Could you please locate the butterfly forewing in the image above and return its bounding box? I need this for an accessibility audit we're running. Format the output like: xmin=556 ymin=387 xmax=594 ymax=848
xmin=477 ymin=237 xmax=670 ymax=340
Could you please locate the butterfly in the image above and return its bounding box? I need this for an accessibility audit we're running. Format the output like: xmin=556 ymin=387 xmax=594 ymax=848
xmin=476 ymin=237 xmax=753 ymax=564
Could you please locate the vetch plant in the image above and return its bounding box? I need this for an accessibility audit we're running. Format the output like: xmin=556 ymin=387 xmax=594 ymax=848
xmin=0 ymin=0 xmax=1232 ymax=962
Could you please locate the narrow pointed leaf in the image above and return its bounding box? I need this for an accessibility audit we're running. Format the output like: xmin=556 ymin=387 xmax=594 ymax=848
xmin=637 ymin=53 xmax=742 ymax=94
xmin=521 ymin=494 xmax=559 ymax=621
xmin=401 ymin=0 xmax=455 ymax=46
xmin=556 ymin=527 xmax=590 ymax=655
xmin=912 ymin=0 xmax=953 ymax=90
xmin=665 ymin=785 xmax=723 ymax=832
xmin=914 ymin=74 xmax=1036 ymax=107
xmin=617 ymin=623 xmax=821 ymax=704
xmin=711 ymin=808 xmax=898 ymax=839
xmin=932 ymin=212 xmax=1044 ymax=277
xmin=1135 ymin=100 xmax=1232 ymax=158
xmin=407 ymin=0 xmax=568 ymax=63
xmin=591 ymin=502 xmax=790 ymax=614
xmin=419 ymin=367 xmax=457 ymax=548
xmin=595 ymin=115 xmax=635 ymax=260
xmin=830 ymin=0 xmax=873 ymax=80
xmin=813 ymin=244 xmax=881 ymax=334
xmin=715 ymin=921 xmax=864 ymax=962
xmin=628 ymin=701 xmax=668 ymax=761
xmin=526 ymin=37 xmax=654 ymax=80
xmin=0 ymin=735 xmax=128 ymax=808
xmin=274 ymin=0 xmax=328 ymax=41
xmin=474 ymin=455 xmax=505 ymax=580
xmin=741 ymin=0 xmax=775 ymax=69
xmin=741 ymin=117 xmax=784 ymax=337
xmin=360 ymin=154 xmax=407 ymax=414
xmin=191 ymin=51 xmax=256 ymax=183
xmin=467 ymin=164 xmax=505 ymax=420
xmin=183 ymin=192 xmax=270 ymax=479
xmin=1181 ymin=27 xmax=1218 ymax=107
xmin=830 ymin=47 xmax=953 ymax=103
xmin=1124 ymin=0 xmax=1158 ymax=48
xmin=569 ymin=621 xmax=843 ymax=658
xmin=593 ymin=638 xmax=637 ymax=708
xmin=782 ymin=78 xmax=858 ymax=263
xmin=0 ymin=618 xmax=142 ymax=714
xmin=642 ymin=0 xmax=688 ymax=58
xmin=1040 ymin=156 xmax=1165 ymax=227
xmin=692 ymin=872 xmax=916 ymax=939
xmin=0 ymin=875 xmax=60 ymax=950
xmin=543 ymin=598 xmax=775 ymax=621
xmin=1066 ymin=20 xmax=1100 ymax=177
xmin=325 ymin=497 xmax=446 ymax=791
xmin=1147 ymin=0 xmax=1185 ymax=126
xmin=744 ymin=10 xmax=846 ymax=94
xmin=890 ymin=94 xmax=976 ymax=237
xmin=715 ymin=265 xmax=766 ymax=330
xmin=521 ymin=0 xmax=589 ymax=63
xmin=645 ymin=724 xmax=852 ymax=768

§ **Set problem**:
In the material, rewrite only the lines from the one that contains "Could you please locate the vetch" through the one that contains "xmin=0 ymin=0 xmax=1232 ymax=962", inclusive, replacing "vetch plant" with "clover plant" and leaving everything else unchanged.

§ **Answer in full**:
Could you please locate the clover plant in the image above and return its bounding box? I need this for an accessibility audit we're running. Format the output like: xmin=556 ymin=387 xmax=594 ymax=848
xmin=0 ymin=0 xmax=1232 ymax=962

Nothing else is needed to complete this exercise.